§ **What to work on**:
In the excerpt on the indemnity dispute, which company is identified as the operator?

§ **Reading passage**:

start

Next, we must decide if Texas or Louisiana has a materially greater interest in deciding the enforceability of the indemnity agreement in this case. Chesapeake maintains that Louisiana has a materially greater interest because the incident occurred in Louisiana between two companies working in that state, the parties contemplated performing services in Louisiana and, presumably also contemplated following the law and public policies of Louisiana. Chesapeake claims that the only interest Texas has is that one of the parties to the contract is a Texas corporation, which does not establish that Texas has a materially greater interest than Louisiana in deciding the enforceability of the contractual indemnity provision.
Nabors, however, argues that Texas has a materially greater interest in determining the enforceability of indemnity language in a contract between Texas and Oklahoma corporations. Nabors adds that Texas has a greater interest in applying its indemnity law to Texas corporations.
We turn first to the factors listed in section 188 of the Restatement. Texas certainly has a substantial relationship to Nabors and there is a reasonable basis for the application of Texas law in this case since Nabors is domiciled here. See id. at § 187 comment f. However, this is not dispositive of which state has a materially greater interest in deciding the issue presented. The summary judgment record does not establish that the place of contracting or the place of negotiation of the contract was in any one state. Indeed, the contract appears to be a form contract, although the parties struck through the form provision regarding indemnity, both parties initialed this change, and there is a typewritten note stating "SEE ATTACHED OPERATOR'S ADDENDUM." The operator is Chesapeake and the addendum contains two replacement paragraphs concerning indemnity. The place of performance was Louisiana as was the oil and gas well, which was the subject matter of the drilling contract. As stated earlier, the parties are from Texas and Oklahoma. Thus, consideration of the section 188 factors does not assist in determining which state has the materially greater interest.

end

§ **Material provided**:
start

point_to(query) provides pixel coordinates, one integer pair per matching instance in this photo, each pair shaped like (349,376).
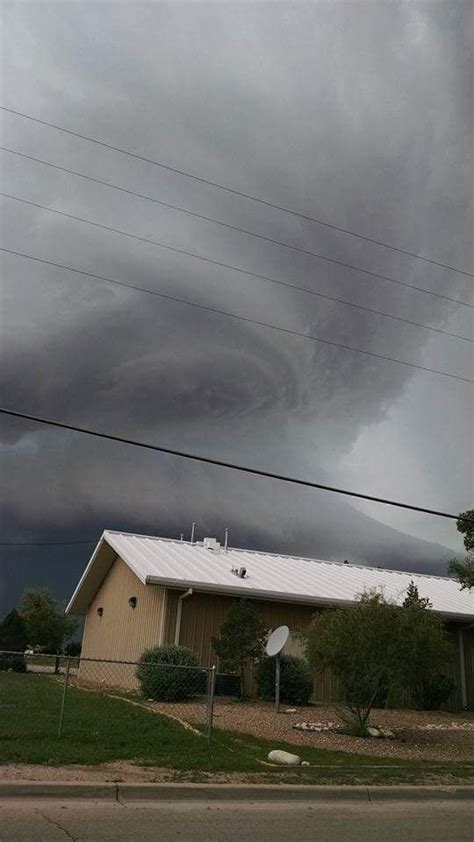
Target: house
(139,591)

end

§ **Correct output**:
Chesapeake